In early 324 BC a boyhood friend of Alexander the Great fled from the Macedonian king, becoming the most wanted man in the empire. His name was Harpalus, the former imperial treasurer.
Absconding with a small fortune, thousands of veteran mercenaries and a small fleet, Harpalus set sail west to Europe: to Athens.
The fate of Harpalus
Having deposited his mercenaries off at Taenarum, a camp in the southern Peloponnese, Harpalus arrived at Athens as a suppliant, requesting safety.
Though the Athenians initially admitted him, over time it became clear to Harpalus that support for his protection was waning. Staying in Athens too long would risk him being handed over to Alexander in chains.
One night in late 324 BC Harpalus fled the city to Taenarum, where he collected his mercenaries and set sail for Crete.
Having arrived at Kydonia, Harpalus set about considering his next move. Should he head east, west or south? Where was the best place for he and his men to go to escape Alexander’s grasp? In the end the decision was taken out of his hands.
In the spring of 323 BC one of Harpalus’ closest confidantes seized the treasurer and murdered him. His name was Thibron, a prominent Spartan commander who may well have once served with Alexander the Great. His favour with the soldiers was evident, as he quickly gained their loyalty after announcing the death of their former paymaster.

▶ WRITTEN EXERCISE 1
In the records below, identify every line that contains the string "green" and copy each of those lines. Matching is case-sensitive.
▶ WRITTEN EXERCISE 2
Write what comes next in the account of Harpalus, continuing after its final sentence.

▶ TASK INPUTS
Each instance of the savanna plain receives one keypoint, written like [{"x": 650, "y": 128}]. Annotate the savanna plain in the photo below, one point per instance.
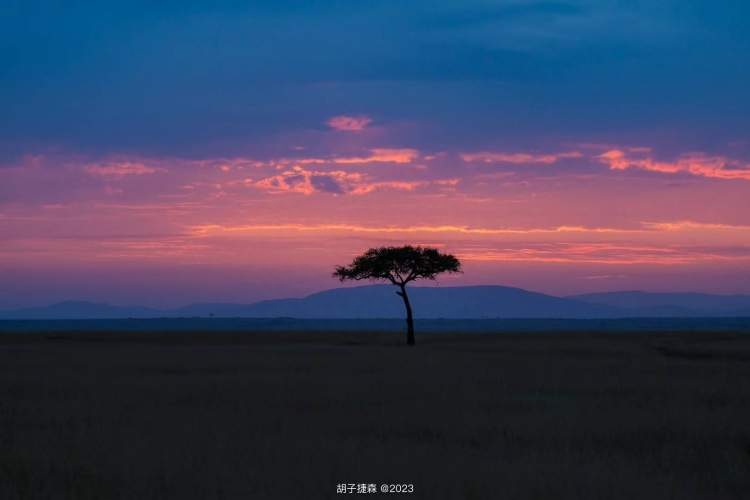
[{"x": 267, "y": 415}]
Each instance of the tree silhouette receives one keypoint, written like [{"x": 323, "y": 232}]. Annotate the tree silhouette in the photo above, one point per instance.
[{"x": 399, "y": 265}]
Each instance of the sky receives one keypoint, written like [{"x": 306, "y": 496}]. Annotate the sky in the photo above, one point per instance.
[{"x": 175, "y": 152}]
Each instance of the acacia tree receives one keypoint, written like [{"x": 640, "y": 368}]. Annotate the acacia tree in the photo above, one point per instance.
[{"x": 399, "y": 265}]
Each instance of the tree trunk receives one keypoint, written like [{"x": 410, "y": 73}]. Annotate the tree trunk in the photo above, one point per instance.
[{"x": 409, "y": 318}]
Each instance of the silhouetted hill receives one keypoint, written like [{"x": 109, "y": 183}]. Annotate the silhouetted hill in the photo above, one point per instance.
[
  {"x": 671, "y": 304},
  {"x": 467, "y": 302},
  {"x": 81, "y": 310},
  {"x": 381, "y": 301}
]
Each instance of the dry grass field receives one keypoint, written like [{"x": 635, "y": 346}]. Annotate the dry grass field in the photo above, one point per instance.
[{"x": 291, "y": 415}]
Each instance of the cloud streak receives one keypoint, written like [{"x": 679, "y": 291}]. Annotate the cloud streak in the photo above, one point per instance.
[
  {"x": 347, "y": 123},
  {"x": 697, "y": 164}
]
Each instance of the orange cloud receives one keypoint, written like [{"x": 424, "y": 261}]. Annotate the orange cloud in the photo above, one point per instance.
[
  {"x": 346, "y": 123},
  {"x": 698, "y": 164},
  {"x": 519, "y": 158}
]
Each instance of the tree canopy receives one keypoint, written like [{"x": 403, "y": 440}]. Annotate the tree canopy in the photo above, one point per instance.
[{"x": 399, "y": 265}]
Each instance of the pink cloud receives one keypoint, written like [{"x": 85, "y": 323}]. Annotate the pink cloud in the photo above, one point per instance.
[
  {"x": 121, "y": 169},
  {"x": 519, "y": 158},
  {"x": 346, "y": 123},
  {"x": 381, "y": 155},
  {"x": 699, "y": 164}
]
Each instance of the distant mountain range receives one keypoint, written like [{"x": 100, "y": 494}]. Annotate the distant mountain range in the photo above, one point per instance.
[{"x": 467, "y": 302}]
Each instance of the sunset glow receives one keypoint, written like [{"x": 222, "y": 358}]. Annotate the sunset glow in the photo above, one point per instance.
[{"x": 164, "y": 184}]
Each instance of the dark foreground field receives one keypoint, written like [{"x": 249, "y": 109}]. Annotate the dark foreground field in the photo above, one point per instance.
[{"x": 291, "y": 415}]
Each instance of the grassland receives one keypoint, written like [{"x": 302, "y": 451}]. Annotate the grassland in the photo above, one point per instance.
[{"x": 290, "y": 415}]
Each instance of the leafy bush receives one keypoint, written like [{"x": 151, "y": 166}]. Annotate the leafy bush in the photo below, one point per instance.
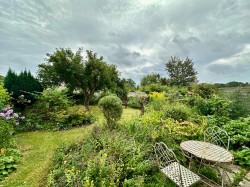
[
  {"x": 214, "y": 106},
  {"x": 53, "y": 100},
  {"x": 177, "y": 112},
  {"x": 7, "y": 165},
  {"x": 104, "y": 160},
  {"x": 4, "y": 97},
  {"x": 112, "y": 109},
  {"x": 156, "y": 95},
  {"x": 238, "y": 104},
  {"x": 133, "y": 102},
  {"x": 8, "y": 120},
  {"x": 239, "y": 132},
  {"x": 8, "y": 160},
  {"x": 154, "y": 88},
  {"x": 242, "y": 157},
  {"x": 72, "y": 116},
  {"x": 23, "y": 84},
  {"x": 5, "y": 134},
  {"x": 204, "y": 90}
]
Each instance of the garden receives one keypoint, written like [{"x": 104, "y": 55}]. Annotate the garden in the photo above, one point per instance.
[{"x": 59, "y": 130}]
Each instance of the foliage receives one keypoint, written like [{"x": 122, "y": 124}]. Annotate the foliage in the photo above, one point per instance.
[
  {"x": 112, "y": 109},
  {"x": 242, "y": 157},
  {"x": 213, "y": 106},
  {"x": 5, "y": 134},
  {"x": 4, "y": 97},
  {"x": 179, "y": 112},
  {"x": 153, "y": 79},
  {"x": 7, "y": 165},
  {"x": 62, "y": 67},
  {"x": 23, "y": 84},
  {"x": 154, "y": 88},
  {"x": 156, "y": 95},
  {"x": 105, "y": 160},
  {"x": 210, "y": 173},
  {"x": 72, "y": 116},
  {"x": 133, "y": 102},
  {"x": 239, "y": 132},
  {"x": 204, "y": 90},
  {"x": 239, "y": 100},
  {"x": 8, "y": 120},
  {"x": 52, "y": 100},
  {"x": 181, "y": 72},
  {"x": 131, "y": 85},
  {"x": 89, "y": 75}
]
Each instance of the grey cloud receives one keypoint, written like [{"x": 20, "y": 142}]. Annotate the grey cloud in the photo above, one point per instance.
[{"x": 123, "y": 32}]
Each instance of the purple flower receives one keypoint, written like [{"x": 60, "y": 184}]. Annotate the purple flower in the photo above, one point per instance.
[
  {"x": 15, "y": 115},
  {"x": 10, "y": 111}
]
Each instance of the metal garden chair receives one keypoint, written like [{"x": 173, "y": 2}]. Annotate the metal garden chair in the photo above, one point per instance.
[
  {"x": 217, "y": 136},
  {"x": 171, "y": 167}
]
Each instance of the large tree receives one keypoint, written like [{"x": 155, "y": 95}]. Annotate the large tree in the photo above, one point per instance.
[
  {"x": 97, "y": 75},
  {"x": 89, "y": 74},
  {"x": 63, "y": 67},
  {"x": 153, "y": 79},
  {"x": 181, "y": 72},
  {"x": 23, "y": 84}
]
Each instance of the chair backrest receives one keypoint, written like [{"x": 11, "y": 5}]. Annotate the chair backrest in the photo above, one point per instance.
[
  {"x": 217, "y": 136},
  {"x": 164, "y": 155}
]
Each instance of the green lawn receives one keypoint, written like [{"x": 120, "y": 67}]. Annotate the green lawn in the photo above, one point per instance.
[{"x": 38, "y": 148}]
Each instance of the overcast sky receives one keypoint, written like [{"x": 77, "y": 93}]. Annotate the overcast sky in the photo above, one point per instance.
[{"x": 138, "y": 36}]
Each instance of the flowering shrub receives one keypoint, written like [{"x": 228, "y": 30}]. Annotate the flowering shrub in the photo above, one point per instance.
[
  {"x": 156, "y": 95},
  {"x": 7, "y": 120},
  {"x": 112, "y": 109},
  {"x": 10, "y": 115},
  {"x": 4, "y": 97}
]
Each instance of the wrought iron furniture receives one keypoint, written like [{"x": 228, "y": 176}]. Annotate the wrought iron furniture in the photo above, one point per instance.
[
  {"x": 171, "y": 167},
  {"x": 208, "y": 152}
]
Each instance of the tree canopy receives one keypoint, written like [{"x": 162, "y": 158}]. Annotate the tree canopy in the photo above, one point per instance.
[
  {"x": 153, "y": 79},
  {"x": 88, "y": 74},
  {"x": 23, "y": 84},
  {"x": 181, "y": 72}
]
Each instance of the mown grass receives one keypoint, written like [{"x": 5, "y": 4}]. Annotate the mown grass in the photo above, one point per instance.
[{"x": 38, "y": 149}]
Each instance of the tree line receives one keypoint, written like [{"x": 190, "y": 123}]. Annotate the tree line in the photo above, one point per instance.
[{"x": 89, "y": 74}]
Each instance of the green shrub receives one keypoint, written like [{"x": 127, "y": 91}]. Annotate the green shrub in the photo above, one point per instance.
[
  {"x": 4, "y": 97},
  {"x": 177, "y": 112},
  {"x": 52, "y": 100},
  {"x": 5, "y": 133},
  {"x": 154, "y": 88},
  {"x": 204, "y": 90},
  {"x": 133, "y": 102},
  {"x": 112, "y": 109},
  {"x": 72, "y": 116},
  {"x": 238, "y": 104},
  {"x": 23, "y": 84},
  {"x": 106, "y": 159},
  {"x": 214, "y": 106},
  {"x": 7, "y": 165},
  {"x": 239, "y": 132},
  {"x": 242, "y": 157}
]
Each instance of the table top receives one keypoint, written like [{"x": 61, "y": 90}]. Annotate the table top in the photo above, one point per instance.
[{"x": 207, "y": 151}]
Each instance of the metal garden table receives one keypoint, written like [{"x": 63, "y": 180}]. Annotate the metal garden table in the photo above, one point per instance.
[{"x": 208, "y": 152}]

▶ REPLY 1
Each instance of the green lawn receives one keypoint, written like [{"x": 120, "y": 67}]. Annotate the green lawn in the photo above, one point per instance.
Each instance of the green shrub receives one keypoint, written like [{"x": 127, "y": 91}]. Annotate the green shrub in the photo above, one point per instance.

▶ REPLY 2
Thibron now had a sizeable army at his disposal – 6,000 hardened brigands. He knew exactly where to take them.
To the south, across the Great Sea, lay Cyrenaica in modern day Libya. The region was home to a native Libyan population, as well as a plethora of Greek colonies that had prospered over the past few hundred years. Of these cities, the shining jewel was Cyrene.
Since its foundation in the late 7th century BC, the city had risen to become one of the wealthiest urban centres in the known world. It was famous for its bountiful grain exports, taking advantage of the climate’s 8 month long harvests.
Other products it was famous for included silphium, a plant native to the region famed for its perfume, and its high-quality steeds, renowned for pulling chariots.
By 324/3 BC however, trouble had engulfed the city. Vicious internal strife had seized the city, as oligarchs and democrats struggled for control. In the end the former came out on top. The latter were forced to flee, some of whom fled to Kydonia. They sought a saviour. Thibron was their man.
Battle for the city
Accepting their cause as his own, Thibron sailed over with his army to northern Libya in early 323 BC to confront the Cyreneans. The Cyreneans obliged, mustering their own army and marching out to oppose the invader on the open field.
In their army they had infantry, cavalry and troop-carrying chariots; they vastly outnumbered Thibron’s smaller force. Yet the Spartan’s professional troops once again proved how quality can overcome quantity in battle.
Thibron won a stunning victory and the Cyreneans surrendered. The Spartan now found himself the most powerful man in the region.
All was going well for Thibron. He had conquered Cyrene and brought its rich resources under his control. For him, however, this was just the start of his great endeavours. He wanted more.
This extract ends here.